▶ [Data entries]:
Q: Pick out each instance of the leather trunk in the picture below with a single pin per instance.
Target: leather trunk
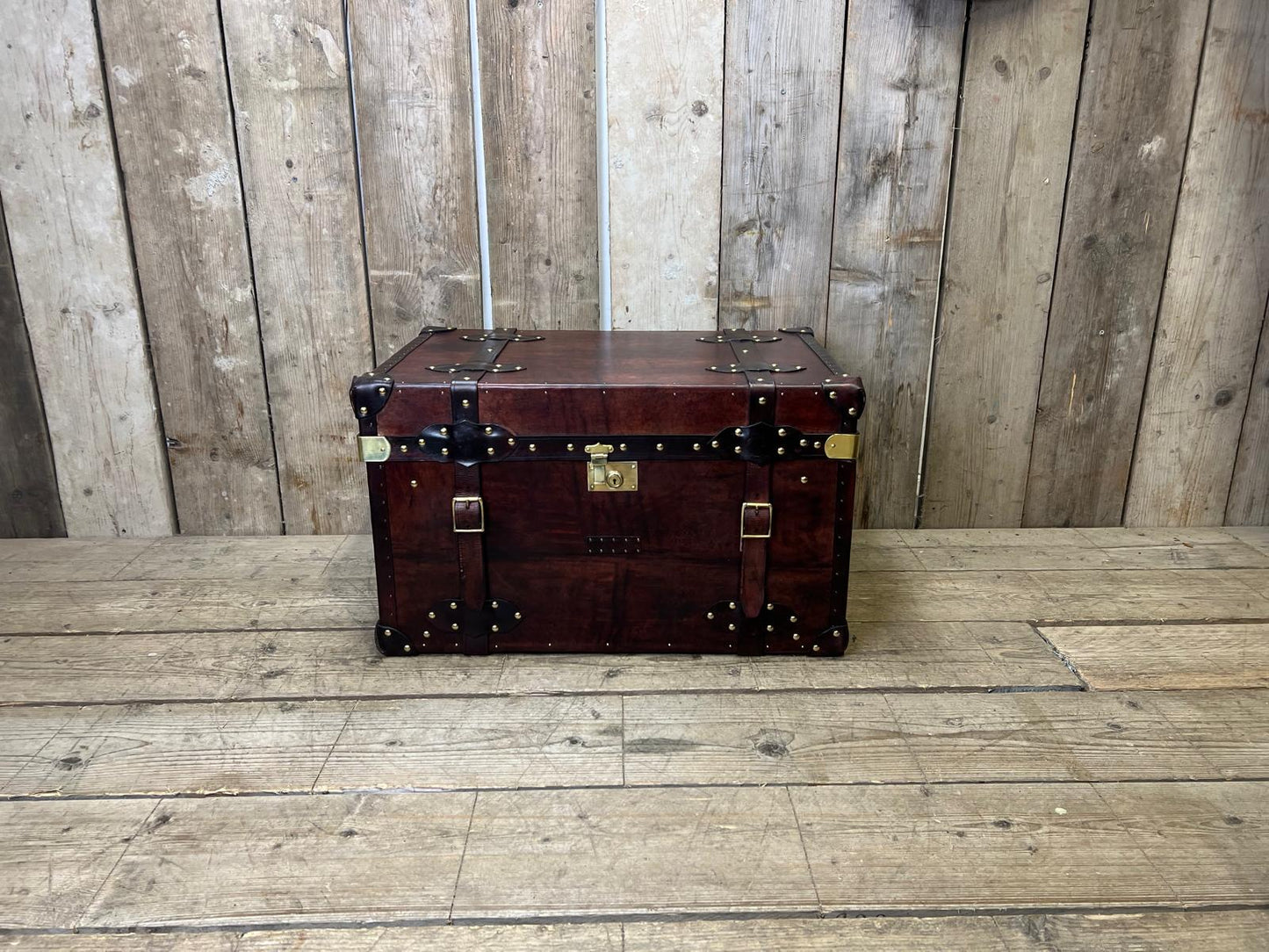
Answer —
(626, 492)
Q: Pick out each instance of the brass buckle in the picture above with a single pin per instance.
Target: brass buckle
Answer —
(453, 512)
(744, 508)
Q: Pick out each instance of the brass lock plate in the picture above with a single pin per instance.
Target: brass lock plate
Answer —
(604, 476)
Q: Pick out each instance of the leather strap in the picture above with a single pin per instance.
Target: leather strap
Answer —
(468, 507)
(756, 518)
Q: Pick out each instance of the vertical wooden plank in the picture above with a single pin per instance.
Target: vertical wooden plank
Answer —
(411, 74)
(1126, 167)
(28, 485)
(1020, 82)
(898, 94)
(782, 90)
(1249, 493)
(290, 83)
(176, 139)
(1216, 285)
(70, 250)
(665, 162)
(538, 99)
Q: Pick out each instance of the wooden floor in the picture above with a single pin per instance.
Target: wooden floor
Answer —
(1041, 739)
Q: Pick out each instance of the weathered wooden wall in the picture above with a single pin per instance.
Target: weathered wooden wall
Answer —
(1038, 228)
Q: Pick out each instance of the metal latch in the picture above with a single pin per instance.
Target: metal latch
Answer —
(609, 478)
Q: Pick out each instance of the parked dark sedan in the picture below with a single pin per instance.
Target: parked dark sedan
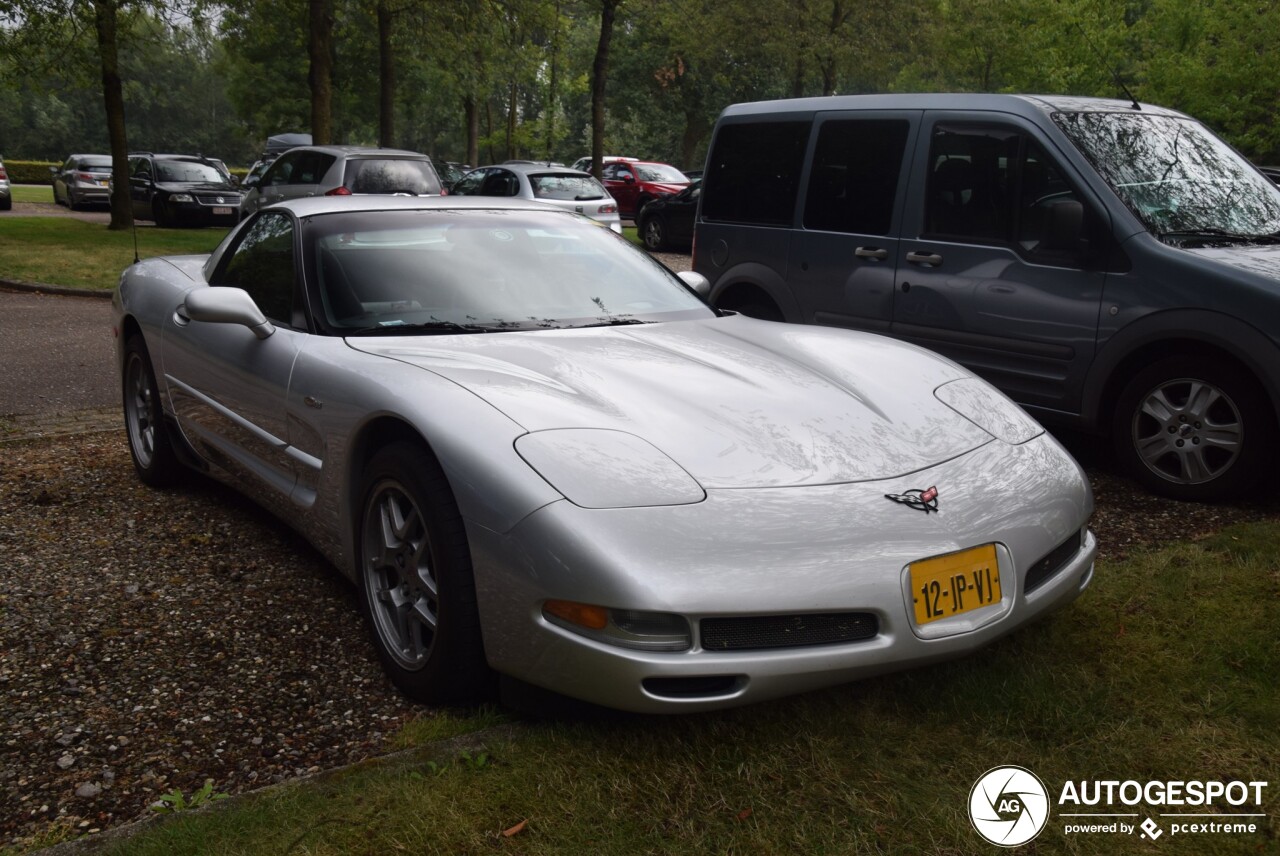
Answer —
(182, 191)
(668, 220)
(82, 179)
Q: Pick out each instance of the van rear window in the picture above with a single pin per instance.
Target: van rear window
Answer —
(753, 173)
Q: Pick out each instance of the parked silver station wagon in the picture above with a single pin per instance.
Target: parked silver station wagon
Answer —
(1110, 265)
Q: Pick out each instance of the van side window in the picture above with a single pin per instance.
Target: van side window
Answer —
(753, 174)
(991, 184)
(853, 182)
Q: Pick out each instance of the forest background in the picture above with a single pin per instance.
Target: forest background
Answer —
(483, 81)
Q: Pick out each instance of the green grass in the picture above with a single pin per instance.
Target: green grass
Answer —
(32, 192)
(1164, 671)
(65, 251)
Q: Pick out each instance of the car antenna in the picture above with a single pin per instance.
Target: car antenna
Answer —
(1115, 74)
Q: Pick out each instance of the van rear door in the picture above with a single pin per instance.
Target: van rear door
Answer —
(999, 261)
(842, 260)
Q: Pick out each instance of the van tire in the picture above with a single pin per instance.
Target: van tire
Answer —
(1193, 429)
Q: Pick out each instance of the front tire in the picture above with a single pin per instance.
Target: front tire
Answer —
(415, 578)
(1193, 429)
(145, 428)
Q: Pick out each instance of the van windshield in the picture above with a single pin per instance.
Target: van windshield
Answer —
(1180, 179)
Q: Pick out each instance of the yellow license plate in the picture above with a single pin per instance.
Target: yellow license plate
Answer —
(955, 584)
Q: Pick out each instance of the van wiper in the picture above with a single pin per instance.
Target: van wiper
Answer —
(1219, 234)
(424, 326)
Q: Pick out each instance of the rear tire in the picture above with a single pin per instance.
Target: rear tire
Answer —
(415, 578)
(1193, 429)
(145, 428)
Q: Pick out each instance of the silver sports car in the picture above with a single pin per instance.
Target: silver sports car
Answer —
(539, 454)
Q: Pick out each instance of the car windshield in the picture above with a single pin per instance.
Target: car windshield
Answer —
(659, 173)
(456, 271)
(1180, 179)
(391, 175)
(187, 172)
(566, 186)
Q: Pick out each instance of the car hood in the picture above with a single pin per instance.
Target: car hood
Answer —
(658, 187)
(1256, 259)
(735, 402)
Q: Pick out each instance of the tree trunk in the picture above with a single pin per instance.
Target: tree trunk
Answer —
(113, 97)
(599, 74)
(471, 115)
(320, 74)
(387, 78)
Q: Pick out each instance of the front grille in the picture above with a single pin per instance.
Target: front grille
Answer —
(757, 632)
(1043, 571)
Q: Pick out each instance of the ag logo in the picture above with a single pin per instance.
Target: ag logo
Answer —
(1009, 805)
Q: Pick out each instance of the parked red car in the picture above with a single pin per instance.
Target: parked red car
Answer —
(634, 183)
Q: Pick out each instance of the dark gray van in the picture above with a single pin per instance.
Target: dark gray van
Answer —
(1109, 265)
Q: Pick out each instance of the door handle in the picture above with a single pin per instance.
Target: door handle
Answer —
(929, 259)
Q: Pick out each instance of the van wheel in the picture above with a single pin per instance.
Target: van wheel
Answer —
(1193, 429)
(757, 306)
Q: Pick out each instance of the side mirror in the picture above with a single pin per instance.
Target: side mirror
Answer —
(222, 305)
(696, 283)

▶ [Goal]: Reproduce the entire listing above with every "single pin" replaced by "single marker" and nothing else changed. Leave the pictures out.

▶ [Response to the task]:
Q: Pick out each instance of the leather trunk in the picture below with a single marker per instance.
Target: leather trunk
Answer —
(626, 492)
Q: Pick out each instance of the brass buckle in the picture above with a single marker per instance.
Target: brass buckle
Answer —
(453, 512)
(744, 508)
Q: Pick out each instance of the brass lock plate in the picture above with a single marker per instance.
Target: brass lock plate
Answer —
(604, 476)
Q: Pick out each instance of the leather strap in the picture above with a single marker per instance.
Target: leather strap
Answer —
(468, 507)
(756, 518)
Q: Pick out each instance of the vertical wooden plank in the picture above with a single marker per instance.
Target: vertical wooden plank
Answer —
(411, 74)
(1126, 167)
(28, 485)
(1020, 82)
(898, 94)
(782, 90)
(1249, 493)
(290, 83)
(176, 139)
(1216, 285)
(70, 250)
(665, 162)
(538, 99)
Q: Pick out each instance of the wooden floor in the picture above with a single marker per instance.
Target: wooden floor
Answer —
(1041, 739)
Q: Pick out each instance of the weathered wooden wall in the picture above with a single marker per instance.
Target: weathered wooden wall
Answer —
(1038, 228)
Q: Pick out each instance of the metal latch in the picture above with a single marker per instance.
Target: metal latch
Answer —
(609, 478)
Q: Pick out each instance of the parked dark sedan in the picture below with a single marker per instance.
Target: parked dark sedan
Answer —
(182, 191)
(668, 220)
(82, 179)
Q: Pick out each instance of the van rear window in the picture above with a single marker per instance.
Target: van rear window
Answer —
(753, 173)
Q: Pick out each instance of the parked silver station wagon in the picture above with a single marker per instance.
Target: parked silver station wagon
Answer —
(1110, 265)
Q: Pick out each instance of the van side window in the picture above with a single marker per instance.
Target: van side window
Answer —
(753, 174)
(991, 184)
(853, 182)
Q: Pick out each instance of the forest background in the picture above with a single marker per instance.
Target: forest background
Answer —
(483, 81)
Q: Pick out each instance of the green grass in the picture above with a single marker per instance.
Target: green grass
Answer —
(32, 192)
(1164, 671)
(65, 251)
Q: Pick out each instance of the car antenna in the picture above with a single marker per instance.
Target: car antenna
Answer —
(1115, 74)
Q: Pick out each instance of the van rear door in the picture above with a single marker per instance.
Target: van rear door
Answer —
(999, 261)
(842, 260)
Q: Pick out each instance of the van tire in the picture above with a single marker per instance.
Target: van tire
Answer —
(1193, 429)
Q: Pick out each instance of the front tire in the picture above with a single marker per instance.
Target: front tire
Answer —
(415, 578)
(1193, 429)
(145, 428)
Q: Pick out each instance of the van windshield in the picture above with a single marker per instance.
Target: van windshield
Answer —
(1180, 179)
Q: Pick out each instance of the yellow license plate in the picture above with a single marker per instance.
Target: yellow license plate
Answer —
(955, 584)
Q: Pick out each instance of the van wiper in the picture above with a single marker per instance.
Target: van wiper
Answer —
(1219, 234)
(424, 326)
Q: Pick out each instance of the rear tire in the picture above with a single marker per instance.
Target: rear tire
Answer —
(415, 578)
(1193, 429)
(145, 428)
Q: Pick out each instance of the silver sports car in the picture above with a single marker per instance.
Target: silver sports car
Answer —
(539, 454)
Q: Pick out each instance of the car windshield in the picture above with a single marker per instance.
Target: car windshield
Answer —
(659, 173)
(456, 271)
(1180, 179)
(391, 175)
(187, 172)
(566, 186)
Q: Pick out each instance of the car hood in the picture above with a single marker per instance.
Target: car hood
Answer —
(658, 187)
(1256, 259)
(735, 402)
Q: Pick out each instance of the tree trunk in the picture above with a single marker per instance.
Target: tree trunk
Answer —
(113, 97)
(599, 74)
(471, 115)
(320, 74)
(387, 78)
Q: Pick out each instance of the front grille in the picture above with a single marker per instance.
Target: front grille
Answer —
(757, 632)
(1043, 571)
Q: Pick out each instance of the ag logo in the picture above with a single marker per instance.
Target: ag logo
Answer —
(1009, 805)
Q: Pick out each instance of the parked red car in the picture above with a single marker per instance.
Target: parked red car
Answer —
(634, 183)
Q: Pick out each instance of the dark gray van in the picture above with a single marker per instance.
Target: dark gray van
Answer —
(1109, 265)
Q: Pick out each instance of the door handle in the picture above with a single marker per instance.
Target: door handle
Answer —
(929, 259)
Q: Pick out each instance of the van wheel in the picture above with a single marker per instance.
Target: van wheel
Answer —
(1193, 429)
(757, 306)
Q: Pick out each instance of the side mirror in the picture above with a single marker per instance.
Target: side mirror
Answer —
(222, 305)
(696, 283)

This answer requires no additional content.